• _TASK BRIEF_
Write out the full listing exactly as it appears below.

• _RECORDED DATA_
....

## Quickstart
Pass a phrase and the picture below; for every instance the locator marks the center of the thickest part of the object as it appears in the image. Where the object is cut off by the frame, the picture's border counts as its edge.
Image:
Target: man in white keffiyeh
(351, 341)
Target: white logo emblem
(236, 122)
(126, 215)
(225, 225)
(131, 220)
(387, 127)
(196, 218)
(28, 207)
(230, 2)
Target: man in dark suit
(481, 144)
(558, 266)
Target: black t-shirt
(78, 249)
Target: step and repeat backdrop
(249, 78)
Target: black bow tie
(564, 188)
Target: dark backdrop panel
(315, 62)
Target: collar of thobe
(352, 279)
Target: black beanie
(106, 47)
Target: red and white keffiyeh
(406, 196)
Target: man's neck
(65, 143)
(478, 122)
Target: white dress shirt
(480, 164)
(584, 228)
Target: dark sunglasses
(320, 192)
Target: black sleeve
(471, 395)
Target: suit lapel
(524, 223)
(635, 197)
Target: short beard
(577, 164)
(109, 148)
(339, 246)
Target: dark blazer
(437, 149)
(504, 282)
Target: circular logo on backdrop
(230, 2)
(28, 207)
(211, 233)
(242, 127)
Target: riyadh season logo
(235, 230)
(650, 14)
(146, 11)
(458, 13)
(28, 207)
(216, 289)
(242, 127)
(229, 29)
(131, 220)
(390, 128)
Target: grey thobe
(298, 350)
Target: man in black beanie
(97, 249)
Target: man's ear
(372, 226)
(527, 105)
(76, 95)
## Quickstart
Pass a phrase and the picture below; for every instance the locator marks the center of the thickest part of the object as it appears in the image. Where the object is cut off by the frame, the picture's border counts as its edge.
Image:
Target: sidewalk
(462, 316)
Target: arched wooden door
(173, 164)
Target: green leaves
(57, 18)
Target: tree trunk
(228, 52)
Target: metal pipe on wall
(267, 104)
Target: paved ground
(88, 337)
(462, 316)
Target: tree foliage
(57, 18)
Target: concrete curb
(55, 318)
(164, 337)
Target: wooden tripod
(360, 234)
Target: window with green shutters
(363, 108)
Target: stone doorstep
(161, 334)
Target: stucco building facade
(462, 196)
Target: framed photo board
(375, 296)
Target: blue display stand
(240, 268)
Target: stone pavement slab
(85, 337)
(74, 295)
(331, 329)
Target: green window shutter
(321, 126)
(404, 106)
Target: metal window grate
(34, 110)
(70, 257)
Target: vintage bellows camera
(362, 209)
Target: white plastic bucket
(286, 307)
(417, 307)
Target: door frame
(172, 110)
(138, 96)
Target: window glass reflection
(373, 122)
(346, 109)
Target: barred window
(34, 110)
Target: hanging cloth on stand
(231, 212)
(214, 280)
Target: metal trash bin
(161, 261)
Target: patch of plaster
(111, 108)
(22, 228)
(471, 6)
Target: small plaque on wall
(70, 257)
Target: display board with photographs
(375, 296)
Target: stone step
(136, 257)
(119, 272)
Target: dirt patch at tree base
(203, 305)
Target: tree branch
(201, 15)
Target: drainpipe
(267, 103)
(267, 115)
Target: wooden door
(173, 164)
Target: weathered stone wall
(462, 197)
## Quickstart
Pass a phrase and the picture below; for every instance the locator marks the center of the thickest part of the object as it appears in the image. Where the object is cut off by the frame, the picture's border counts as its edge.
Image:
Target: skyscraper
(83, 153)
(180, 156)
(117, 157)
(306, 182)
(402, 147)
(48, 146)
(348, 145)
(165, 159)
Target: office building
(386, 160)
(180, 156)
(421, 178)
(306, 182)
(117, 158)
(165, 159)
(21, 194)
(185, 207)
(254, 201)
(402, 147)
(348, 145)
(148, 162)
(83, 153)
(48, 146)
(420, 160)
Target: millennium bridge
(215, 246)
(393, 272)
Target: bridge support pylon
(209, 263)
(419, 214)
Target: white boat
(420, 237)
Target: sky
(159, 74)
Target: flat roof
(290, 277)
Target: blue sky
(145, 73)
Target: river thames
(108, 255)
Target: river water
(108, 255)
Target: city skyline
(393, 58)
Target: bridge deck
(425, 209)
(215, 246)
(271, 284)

....

• _ANSWER TO THIS PROBLEM_
## Quickstart
Pass a phrase and the picture below; for every instance the locator marks the center of the thickest part of the object as it appears in the image. Where the object is cut off by the frame, the picture's border counts as its edge.
Image:
Target: man in white keffiyeh
(351, 341)
Target: white logo emblem
(236, 122)
(126, 215)
(225, 225)
(131, 220)
(387, 127)
(196, 218)
(28, 207)
(230, 2)
Target: man in dark suit
(481, 144)
(558, 266)
Target: black t-shirt
(78, 249)
Target: step and repeat backdrop
(249, 78)
Target: black bow tie
(564, 188)
Target: dark backdrop panel
(315, 62)
Target: collar of thobe
(352, 279)
Target: black beanie
(106, 47)
Target: red and white keffiyeh
(406, 196)
Target: man's neck
(65, 143)
(478, 122)
Target: white dress shirt
(480, 164)
(584, 228)
Target: dark sunglasses
(320, 192)
Target: black sleeve
(471, 395)
Target: suit lapel
(524, 223)
(635, 197)
Target: short beard
(577, 164)
(109, 148)
(339, 246)
Target: dark blazer
(437, 149)
(504, 282)
Target: circular logo on backdrop
(230, 2)
(28, 207)
(211, 233)
(242, 127)
Target: riyadh season logo
(235, 230)
(650, 14)
(146, 11)
(458, 13)
(28, 207)
(216, 289)
(242, 127)
(229, 29)
(131, 220)
(390, 128)
Target: grey thobe
(298, 350)
Target: man in black beanie
(97, 249)
Target: man's ear
(372, 226)
(527, 105)
(76, 95)
## Quickstart
Pass a phrase and the picture below; for every instance the locator marks the center of the thickest part of the object as it appears in the image. Where the object is cut off by the frame, the picture's border counts as its edge.
Image:
Target: sidewalk
(462, 316)
Target: arched wooden door
(173, 164)
Target: green leaves
(57, 18)
Target: tree trunk
(228, 52)
Target: metal pipe on wall
(267, 104)
Target: paved ground
(88, 337)
(462, 316)
Target: tree foliage
(57, 18)
Target: concrete curb
(55, 318)
(164, 337)
Target: wooden tripod
(360, 234)
Target: window with green shutters
(363, 108)
Target: stone doorstep
(161, 334)
Target: stucco building facade
(462, 196)
Target: framed photo board
(375, 296)
Target: blue display stand
(240, 268)
Target: stone pavement slab
(85, 337)
(74, 295)
(331, 329)
Target: green window shutter
(321, 126)
(404, 106)
Target: metal window grate
(34, 110)
(70, 257)
Target: vintage bellows camera
(362, 209)
Target: white plastic bucket
(286, 307)
(417, 307)
Target: door frame
(172, 110)
(138, 96)
Target: window glass reflection
(373, 122)
(346, 109)
Target: barred window
(34, 110)
Target: hanging cloth on stand
(231, 212)
(214, 280)
Target: metal trash bin
(161, 261)
Target: patch of plaster
(111, 108)
(22, 228)
(471, 6)
Target: small plaque on wall
(70, 257)
Target: display board with photographs
(375, 296)
Target: stone step
(136, 257)
(119, 272)
Target: dirt patch at tree base
(203, 305)
Target: tree branch
(201, 15)
Target: drainpipe
(267, 103)
(267, 115)
Target: wooden door
(173, 164)
Target: weathered stone wall
(462, 197)
## Quickstart
Pass a phrase and the picture below; for every instance the locator marks the center of the thickest part of the object as it appears in the image. Where the object is cut off by the frame, the picture's border counts as its edge.
Image:
Target: skyscraper
(83, 153)
(180, 156)
(117, 157)
(306, 182)
(402, 147)
(48, 146)
(348, 145)
(165, 159)
Target: office building
(386, 160)
(180, 156)
(421, 178)
(306, 182)
(117, 158)
(165, 159)
(21, 194)
(185, 207)
(254, 201)
(402, 147)
(348, 145)
(148, 162)
(83, 153)
(48, 146)
(420, 160)
Target: millennium bridge
(215, 246)
(393, 272)
Target: bridge support pylon
(209, 263)
(419, 214)
Target: white boat
(420, 237)
Target: sky
(159, 74)
Target: flat roof
(290, 277)
Target: blue sky
(145, 73)
Target: river thames
(108, 255)
Target: river water
(108, 255)
Target: city skyline
(393, 58)
Target: bridge deck
(425, 209)
(215, 246)
(271, 284)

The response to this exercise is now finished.